Direction 1: In the text on media and cooperation, translate this sentence into Spanish: "For individuals, cooperation is the winning strategy."
Direction 2:
Answer these from the text on media and cooperation:
(a) Which publication does the writer recommend subscribing to?
(b) In which two areas does the writer say some cooperation ideas are already becoming reality?
(c) How far along does the text say we are?
Direction 3: Carry on the text on media and cooperation, starting after its last sentence.

Text block:

★ ★ ★ ★

Multiplayer Media - Creativity is Becoming a Team Sport - the rapid reorganization of media is absolutely fascinating to me. I have no idea what the future has in store, but I'm incredibly excited about the prospects. Multiplayer Media is a thoughtful explanation of the core concepts. (The article may be paywalled - I highly recommend subscribing to The Generalist - but if you don't want to, there's no need to worry. This is a topic I will continue to explore in-depth in future posts).
We are halfway there. Though social media revealed everyone to be fundamentally creative and brought people into communion, it did so chaotically, destructively, largely frittering the surpluses of labor it unearthed. The next phase of creativity will build on its successes and address its failures, aided by new infrastructure and nuanced underlying governance and reward mechanisms.

The Cooperation Economy - similar concepts to multiplayer media with broader context. Modern capitalism will provide plenty of headwinds, but we can already see some of the ideas becoming reality (particularly in media & early-stage investing).
Companies need to compete to win. They need to generate more revenue, or get more ownership in a company, to make their economics work than individuals do. . . For individuals, cooperation is the winning strategy. There are rarely long negotiations and back-and-forths between individuals. As long as the opportunity cost to trying something is low enough, a DM and a 👍🏻 can seal a liquid partnership.

★ ★ ★ ★

Provided material:
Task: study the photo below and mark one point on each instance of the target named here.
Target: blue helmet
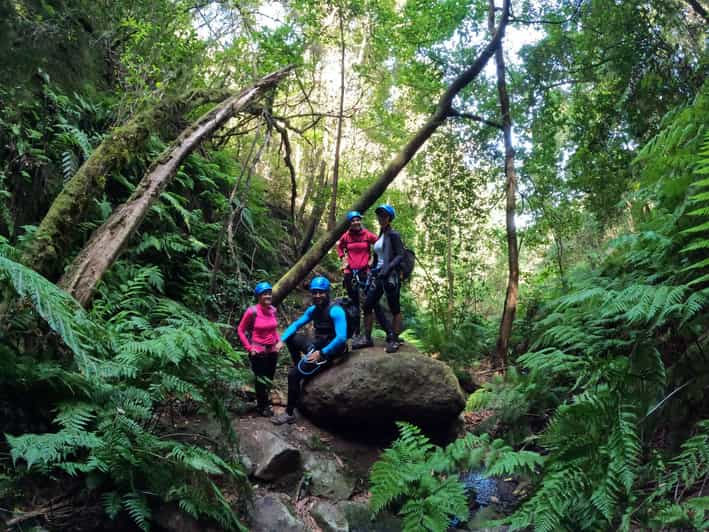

★ ★ ★ ★

Written answer 1: Para los individuos, la cooperación es la estrategia ganadora.

Written answer 2:
(a) The Generalist
(b) Media and early-stage investing
(c) Halfway there

Written answer 3:
On Saying No - sometimes, quotes come into your life at the right time. The quote below from Grace Bonney certainly fits that qualification for me. Resharing here in case the words have a similar impact on someone else.
The biggest fear most of us have with learning to say NO is that we will miss an opportunity. An opportunity that would have catapulted us to success, or that will never come again. And most of the time*, that simply isn’t true. I’ve found that the first part of learning to say NO is learning to accept that offers and opportunities are merely an indication that you’re on the right path- not that you’ve arrived at a final destination you can never find again.
Simone Biles In Super Slow Motion - I've watched this at least ten times and still cannot believe what I've witnessed. Amazing.
Simone Biles, in extreme slow motion. pic.twitter.com/d43PPTg87O
— Timothy Burke (@bubbaprog) June 5, 2021
That's it for this week, everyone.
Thank you, as always, for your time. If you made it this far in the article, I appreciate you tremendously and am thrilled to have you in our community.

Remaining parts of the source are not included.